- Born: 6 March 1946 (age 80) Cross River State
- Education: University of Ife, Cornell University
- Occupation: Vice-Chancellor
- Known for: Parasitology
- Awards: Jimmy/Roslynn Carter Award for outstanding dedication and achievement in the eradication of guinea worm in Nigeria Cross River State 2000 Millennium Award (2000) Nigerian National honor of the Officer of the Order of the Federal Republic (OFR) (2010)

= Ekanem Ikpi Braide =

Parasitologist and vice-chancellor of Nigerian university

Ekanem Ikpi Braide (OFR) (born 6 March 1946) is a Nigerian Parasitologist. She was a vice-chancellor of Cross River University of Technology (CRUTECH), Calabar, and pioneer Vice-Chancellor of Federal University of Technology, Lafia. She is credited with a major contribution to the eradication of guinea worm in Nigeria. In 2020, she was made the first female president-elect of the Nigerian Academy of Science. Braide is chairman of the board of trustees, The Leprosy Mission (TLM) Nigeria. She is the pro-chancellor of Arthur Jarvis University, Akpabuyo, Nigeria. She is the first female president of the Nigerian Academy of Science.

> **Dataset rows**:

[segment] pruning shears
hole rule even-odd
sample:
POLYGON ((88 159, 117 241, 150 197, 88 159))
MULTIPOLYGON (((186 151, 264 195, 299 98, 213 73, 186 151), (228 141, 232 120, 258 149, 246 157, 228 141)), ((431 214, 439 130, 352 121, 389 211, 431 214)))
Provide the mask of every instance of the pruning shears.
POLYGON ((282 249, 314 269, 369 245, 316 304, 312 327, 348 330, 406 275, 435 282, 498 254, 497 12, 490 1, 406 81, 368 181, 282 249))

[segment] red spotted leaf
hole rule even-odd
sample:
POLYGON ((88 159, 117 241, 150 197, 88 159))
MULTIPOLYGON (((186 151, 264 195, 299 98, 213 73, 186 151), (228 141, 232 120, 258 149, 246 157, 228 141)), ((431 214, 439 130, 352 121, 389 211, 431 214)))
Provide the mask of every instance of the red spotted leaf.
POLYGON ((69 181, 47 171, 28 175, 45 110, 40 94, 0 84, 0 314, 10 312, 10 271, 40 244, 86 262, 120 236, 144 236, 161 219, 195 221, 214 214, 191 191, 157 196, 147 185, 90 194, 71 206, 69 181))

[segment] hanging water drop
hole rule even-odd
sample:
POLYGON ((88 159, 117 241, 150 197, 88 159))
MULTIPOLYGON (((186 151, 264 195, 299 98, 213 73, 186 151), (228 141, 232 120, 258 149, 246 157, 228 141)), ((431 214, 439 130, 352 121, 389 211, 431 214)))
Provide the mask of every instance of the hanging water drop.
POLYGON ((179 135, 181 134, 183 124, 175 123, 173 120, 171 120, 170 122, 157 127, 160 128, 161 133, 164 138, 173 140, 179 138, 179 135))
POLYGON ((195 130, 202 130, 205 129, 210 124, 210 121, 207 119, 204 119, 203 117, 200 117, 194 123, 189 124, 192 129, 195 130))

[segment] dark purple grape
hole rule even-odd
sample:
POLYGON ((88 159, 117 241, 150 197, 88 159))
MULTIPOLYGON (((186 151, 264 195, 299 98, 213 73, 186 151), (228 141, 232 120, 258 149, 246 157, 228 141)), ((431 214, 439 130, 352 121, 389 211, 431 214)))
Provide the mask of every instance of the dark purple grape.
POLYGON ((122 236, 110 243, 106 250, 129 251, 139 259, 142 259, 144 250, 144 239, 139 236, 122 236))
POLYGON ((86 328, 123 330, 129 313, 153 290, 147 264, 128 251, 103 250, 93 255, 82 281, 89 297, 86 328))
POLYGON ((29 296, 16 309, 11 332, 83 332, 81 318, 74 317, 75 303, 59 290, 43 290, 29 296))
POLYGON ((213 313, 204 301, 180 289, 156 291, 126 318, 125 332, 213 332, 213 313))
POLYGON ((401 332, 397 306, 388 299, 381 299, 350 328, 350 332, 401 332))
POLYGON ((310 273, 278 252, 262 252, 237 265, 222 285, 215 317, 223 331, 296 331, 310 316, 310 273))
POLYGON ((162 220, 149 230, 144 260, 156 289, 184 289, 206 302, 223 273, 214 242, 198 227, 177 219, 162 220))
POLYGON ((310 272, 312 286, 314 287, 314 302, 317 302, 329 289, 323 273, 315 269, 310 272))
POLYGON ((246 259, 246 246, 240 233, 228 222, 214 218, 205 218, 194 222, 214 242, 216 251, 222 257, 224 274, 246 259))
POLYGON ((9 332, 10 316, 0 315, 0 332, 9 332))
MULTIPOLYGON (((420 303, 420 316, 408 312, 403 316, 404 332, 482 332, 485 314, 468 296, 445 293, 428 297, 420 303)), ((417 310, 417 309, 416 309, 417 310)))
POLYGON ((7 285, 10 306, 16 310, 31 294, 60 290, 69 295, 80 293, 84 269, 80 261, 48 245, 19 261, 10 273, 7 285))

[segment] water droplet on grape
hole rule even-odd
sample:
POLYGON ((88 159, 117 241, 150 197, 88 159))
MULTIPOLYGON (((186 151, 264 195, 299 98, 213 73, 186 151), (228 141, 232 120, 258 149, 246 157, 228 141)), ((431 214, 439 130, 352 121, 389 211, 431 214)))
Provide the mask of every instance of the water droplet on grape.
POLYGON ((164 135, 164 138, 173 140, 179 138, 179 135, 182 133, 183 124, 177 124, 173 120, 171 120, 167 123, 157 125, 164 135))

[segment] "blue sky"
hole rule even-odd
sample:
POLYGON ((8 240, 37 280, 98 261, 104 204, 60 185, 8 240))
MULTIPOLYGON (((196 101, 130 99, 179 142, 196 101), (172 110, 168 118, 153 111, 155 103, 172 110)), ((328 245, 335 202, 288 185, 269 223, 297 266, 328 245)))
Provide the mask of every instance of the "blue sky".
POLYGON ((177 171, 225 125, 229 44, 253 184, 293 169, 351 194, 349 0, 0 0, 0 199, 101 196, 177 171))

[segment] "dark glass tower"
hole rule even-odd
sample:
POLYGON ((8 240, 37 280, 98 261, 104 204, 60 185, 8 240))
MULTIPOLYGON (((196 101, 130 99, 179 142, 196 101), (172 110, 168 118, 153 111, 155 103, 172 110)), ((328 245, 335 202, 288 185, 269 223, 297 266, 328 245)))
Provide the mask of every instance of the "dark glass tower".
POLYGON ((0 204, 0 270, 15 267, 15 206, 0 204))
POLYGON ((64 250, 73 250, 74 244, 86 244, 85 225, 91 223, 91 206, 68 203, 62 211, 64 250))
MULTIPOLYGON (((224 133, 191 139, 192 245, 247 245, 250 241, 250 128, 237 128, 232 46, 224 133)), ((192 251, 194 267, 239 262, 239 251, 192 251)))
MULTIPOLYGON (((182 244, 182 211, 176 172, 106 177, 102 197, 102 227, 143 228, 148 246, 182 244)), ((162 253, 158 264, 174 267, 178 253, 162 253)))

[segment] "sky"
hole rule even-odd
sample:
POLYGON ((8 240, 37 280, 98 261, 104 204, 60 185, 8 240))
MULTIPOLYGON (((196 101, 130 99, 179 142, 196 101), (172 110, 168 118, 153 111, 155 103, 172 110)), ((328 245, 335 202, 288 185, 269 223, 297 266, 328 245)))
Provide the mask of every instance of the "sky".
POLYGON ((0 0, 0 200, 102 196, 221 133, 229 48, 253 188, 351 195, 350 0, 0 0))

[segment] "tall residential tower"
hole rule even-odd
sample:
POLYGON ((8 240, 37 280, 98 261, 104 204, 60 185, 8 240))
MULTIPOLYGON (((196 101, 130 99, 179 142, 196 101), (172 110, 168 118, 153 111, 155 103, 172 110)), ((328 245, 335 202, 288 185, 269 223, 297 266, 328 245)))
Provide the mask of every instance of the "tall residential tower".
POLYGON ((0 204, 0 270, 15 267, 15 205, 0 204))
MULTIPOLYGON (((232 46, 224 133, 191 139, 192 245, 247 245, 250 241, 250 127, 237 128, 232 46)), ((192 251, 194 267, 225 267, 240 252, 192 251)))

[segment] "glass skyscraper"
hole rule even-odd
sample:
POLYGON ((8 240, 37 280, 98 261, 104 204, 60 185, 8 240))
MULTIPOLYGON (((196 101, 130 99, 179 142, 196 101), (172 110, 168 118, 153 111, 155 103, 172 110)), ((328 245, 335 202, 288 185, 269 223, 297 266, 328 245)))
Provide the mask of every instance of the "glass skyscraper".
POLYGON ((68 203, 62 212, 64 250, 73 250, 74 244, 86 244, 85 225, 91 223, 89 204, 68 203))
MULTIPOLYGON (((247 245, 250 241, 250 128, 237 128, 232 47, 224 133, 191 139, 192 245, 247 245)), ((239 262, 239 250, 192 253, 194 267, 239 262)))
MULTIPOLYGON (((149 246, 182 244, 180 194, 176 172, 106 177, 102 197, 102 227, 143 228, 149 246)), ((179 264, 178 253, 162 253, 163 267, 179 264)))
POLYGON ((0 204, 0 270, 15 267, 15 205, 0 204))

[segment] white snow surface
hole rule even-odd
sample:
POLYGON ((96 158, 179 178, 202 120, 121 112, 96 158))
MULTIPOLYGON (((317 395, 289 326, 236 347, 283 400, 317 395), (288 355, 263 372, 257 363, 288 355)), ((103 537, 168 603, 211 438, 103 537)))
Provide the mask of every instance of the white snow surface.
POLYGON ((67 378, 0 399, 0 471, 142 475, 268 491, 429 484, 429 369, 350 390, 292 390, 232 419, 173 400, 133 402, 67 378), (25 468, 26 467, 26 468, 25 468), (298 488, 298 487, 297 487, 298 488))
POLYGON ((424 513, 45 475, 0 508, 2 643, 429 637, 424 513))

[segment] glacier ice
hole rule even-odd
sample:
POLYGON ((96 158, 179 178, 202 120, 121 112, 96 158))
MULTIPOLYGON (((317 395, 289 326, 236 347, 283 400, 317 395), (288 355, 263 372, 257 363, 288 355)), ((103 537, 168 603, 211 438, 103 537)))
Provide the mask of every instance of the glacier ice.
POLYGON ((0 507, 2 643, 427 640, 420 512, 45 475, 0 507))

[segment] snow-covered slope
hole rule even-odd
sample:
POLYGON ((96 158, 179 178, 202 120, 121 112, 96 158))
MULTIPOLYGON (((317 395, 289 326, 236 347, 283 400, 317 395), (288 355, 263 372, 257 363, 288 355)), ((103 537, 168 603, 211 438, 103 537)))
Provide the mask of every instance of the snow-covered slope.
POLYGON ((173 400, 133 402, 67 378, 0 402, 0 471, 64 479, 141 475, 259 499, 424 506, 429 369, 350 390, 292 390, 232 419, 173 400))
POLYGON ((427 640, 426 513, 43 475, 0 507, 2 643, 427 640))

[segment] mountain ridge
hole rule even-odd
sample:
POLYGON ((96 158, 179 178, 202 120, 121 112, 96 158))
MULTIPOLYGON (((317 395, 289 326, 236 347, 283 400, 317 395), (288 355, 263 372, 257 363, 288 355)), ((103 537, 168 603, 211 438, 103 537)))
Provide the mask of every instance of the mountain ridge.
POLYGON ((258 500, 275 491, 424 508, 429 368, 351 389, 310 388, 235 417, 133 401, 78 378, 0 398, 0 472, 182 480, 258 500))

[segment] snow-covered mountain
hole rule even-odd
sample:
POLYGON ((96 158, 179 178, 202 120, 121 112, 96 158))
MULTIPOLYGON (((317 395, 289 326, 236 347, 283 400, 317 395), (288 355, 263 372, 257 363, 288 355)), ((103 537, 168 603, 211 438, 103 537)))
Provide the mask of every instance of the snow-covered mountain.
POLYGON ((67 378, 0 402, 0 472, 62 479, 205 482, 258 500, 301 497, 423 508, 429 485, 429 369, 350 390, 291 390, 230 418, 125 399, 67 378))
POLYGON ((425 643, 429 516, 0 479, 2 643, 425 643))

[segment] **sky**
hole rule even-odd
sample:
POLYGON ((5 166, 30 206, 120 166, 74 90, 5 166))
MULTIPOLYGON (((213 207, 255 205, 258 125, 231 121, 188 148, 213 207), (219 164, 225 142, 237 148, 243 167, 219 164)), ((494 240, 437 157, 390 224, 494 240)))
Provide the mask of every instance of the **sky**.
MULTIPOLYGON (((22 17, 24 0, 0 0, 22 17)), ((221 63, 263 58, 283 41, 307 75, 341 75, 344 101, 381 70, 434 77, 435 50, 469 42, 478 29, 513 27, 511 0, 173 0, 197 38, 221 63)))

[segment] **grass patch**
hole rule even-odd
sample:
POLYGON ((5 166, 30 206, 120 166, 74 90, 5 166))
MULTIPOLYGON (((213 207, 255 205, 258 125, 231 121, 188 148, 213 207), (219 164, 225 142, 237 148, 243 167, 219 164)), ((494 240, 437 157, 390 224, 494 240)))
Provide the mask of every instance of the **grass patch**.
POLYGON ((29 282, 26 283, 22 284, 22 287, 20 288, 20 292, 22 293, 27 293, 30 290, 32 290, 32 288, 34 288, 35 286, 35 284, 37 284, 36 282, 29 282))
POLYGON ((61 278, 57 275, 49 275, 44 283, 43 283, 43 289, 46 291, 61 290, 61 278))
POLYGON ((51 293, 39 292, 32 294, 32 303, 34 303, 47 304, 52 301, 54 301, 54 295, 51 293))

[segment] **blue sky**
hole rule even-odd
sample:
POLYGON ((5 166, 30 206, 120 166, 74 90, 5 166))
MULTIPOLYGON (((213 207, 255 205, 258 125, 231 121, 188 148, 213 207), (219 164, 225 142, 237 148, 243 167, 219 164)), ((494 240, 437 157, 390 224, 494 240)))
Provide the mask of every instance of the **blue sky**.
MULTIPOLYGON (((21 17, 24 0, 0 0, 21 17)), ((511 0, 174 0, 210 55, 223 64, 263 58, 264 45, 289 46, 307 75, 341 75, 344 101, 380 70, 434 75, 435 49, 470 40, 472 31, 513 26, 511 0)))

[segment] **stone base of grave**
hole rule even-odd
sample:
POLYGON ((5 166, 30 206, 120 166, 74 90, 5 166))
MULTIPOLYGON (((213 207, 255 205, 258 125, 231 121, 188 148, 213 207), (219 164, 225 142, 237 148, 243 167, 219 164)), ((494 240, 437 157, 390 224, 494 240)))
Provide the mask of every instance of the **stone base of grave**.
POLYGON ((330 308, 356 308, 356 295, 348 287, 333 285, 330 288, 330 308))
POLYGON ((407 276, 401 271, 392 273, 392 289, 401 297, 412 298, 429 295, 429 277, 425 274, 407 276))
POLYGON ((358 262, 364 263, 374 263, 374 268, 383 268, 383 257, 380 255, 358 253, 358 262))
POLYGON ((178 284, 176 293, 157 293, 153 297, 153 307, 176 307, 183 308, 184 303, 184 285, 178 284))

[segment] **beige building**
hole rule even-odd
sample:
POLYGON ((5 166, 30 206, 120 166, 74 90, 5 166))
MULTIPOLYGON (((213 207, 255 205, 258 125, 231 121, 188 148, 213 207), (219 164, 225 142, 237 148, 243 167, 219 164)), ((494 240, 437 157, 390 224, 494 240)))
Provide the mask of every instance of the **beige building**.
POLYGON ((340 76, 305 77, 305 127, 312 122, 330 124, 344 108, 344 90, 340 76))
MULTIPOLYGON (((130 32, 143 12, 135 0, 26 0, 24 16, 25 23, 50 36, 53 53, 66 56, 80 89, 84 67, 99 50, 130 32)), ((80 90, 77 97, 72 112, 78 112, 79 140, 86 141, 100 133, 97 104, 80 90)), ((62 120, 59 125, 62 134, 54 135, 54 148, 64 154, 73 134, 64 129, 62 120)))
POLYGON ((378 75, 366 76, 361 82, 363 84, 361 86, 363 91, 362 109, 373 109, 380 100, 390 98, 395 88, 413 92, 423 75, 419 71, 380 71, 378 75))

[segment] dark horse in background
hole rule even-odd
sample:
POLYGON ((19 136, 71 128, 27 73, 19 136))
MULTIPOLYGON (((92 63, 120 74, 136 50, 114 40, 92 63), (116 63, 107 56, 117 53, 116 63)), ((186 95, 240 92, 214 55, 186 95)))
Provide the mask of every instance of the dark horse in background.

> **Written task A**: In the Ekanem Ikpi Braide biography, take the part that opens with the words containing "- Born: 6 March" and closes with "Republic (OFR) (2010)". Write it out again, substituting "Profession" for "Occupation".
> **Written task B**: According to the Ekanem Ikpi Braide biography, which university did she serve as pioneer Vice-Chancellor?
> **Written task C**: Write the next part of the Ekanem Ikpi Braide biography, picking up after its final sentence.

> **Output A**:
- Born: 6 March 1946 (age 80) Cross River State
- Education: University of Ife, Cornell University
- Profession: Vice-Chancellor
- Known for: Parasitology
- Awards: Jimmy/Roslynn Carter Award for outstanding dedication and achievement in the eradication of guinea worm in Nigeria Cross River State 2000 Millennium Award (2000) Nigerian National honor of the Officer of the Order of the Federal Republic (OFR) (2010)

> **Output B**: Federal University of Technology, Lafia.

> **Output C**:
==Education and career ==
Braide was born in Cross River State in 1946, and attended St Anne's School Ibadan for her secondary school education. She studied zoology at the University of Ife before obtaining her master's degree in parasitology (1973), and doctorate degree in epidemiology, Cornell University, New York (1978). She holds a Certificate in Epidemiological Methods from Southampton University (British Council Course). She is a fellow and co-founder, Nigerian Society of Parasitology; Fellow, Salzburg Seminar Session 319; fellow (president designate) Nigerian Academy of Science

Earlier in her career, Braide taught in Community Secondary School, Ugep, from 1966 to 1968, before transferring to College of Education, Port Harcourt (1973), and later moved to University of Nigeria, Nsukka, where she lectured between 1973 and 1976. In 1978, she was appointed officer and researcher (pioneer) in charge of the Onchocerciasis Control Unit of the Nigerian Institute for Trypanosomiasis Research, Kaduna until 1979. Braide has worked at the University of Calabar since 1979. She was promoted to be a professor in 1991.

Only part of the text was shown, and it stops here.